Segment Start: Given records

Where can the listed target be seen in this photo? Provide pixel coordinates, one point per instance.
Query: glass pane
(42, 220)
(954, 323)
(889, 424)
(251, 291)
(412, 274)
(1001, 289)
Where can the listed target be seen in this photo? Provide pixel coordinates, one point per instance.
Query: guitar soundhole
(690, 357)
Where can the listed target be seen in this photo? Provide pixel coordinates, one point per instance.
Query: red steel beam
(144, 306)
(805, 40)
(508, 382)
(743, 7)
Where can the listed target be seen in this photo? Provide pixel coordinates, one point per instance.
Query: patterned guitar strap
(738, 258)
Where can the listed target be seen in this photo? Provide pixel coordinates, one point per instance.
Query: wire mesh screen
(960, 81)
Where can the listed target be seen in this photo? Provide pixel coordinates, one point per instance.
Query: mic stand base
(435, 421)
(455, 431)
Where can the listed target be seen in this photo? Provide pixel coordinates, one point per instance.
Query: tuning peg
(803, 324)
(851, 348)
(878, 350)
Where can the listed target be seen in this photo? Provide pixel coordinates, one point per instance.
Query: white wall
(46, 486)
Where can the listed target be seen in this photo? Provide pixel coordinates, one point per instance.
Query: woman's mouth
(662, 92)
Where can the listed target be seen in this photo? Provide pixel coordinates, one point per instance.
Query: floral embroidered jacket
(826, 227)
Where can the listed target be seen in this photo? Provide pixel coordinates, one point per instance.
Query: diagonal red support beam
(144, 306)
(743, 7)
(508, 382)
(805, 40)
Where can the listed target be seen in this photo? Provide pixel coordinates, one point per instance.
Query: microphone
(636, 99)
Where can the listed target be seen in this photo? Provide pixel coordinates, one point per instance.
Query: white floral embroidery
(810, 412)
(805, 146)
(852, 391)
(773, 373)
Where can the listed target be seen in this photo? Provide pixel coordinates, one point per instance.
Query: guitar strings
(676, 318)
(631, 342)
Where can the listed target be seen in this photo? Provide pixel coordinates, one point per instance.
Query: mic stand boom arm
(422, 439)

Segment End: Given records

Take the records above and return them exactly as written.

Where can the listed target be seen in this photo? Provide pixel coordinates, one point per instance.
Query: glass pane
(42, 220)
(954, 323)
(889, 424)
(251, 291)
(412, 274)
(1001, 289)
Where can the listed target be seen in this photo? Provide pixel coordinates, one point per instance.
Query: guitar soundhole
(690, 357)
Where can the listed target be seen in this photo? Provide pixel coordinates, one point per instance.
Query: red steel beam
(144, 306)
(805, 40)
(508, 382)
(743, 7)
Where can the listed target be seen in this photo? Provide pixel coordinates, one point per instance.
Query: patterned guitar strap
(738, 258)
Where can the listed target be seen in this photo? Provide pixel coordinates, one point per instance.
Query: wire mesh screen
(960, 81)
Where can the listed target be seen in this photo? Provide pixel coordinates, one point per instance.
Query: mic stand base
(435, 421)
(455, 431)
Where can the listed target be seen in this photo? Provide pixel coordinates, one point per instance.
Query: tuning peg
(803, 324)
(851, 348)
(878, 350)
Where can the listed target be seen in this photo? Provide pixel coordinates, one point per instance.
Query: white wall
(46, 486)
Where can the listed target be seen in this photo? Provide pixel coordinates, one point per instance.
Query: woman's mouth
(662, 92)
Where can the listed target be seen in this photo? Provide pixel coordinates, one point per instance.
Query: floral embroidered jacket
(826, 227)
Where can the listed target be seen in this photo? Provide pixel coordinates, one point per instance.
Query: diagonal red support beam
(144, 306)
(743, 7)
(508, 382)
(805, 40)
Where can the listed target be seen in this photo? Provide pixel coordinates, one point per instance.
Query: microphone
(636, 99)
Where can the listed target be seen in this photo? Provide pixel coordinates, one point per instance.
Query: white floral embroidery
(810, 412)
(805, 146)
(852, 391)
(773, 373)
Where can the listed target be seen in this photo? Provide pixel coordinates, one point per instance.
Query: guitar strings
(676, 318)
(631, 342)
Where can the listed target be seen in this photo? Provide pixel coordinates, one point per instance.
Query: mic stand boom arm
(422, 439)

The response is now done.